Activity: Transcribe the records below. Leave every line exactly as written.

Referring expression data:
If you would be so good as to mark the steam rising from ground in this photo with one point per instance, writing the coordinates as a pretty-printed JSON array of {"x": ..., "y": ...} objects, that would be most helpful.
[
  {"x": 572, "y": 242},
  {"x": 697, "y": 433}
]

Output:
If you would be so good as to mark the steam rising from ground in this photo with one point per instance, writing the coordinates as a pretty-printed JSON array of {"x": ..., "y": ...} objects, that would be most helpful.
[
  {"x": 572, "y": 242},
  {"x": 697, "y": 433}
]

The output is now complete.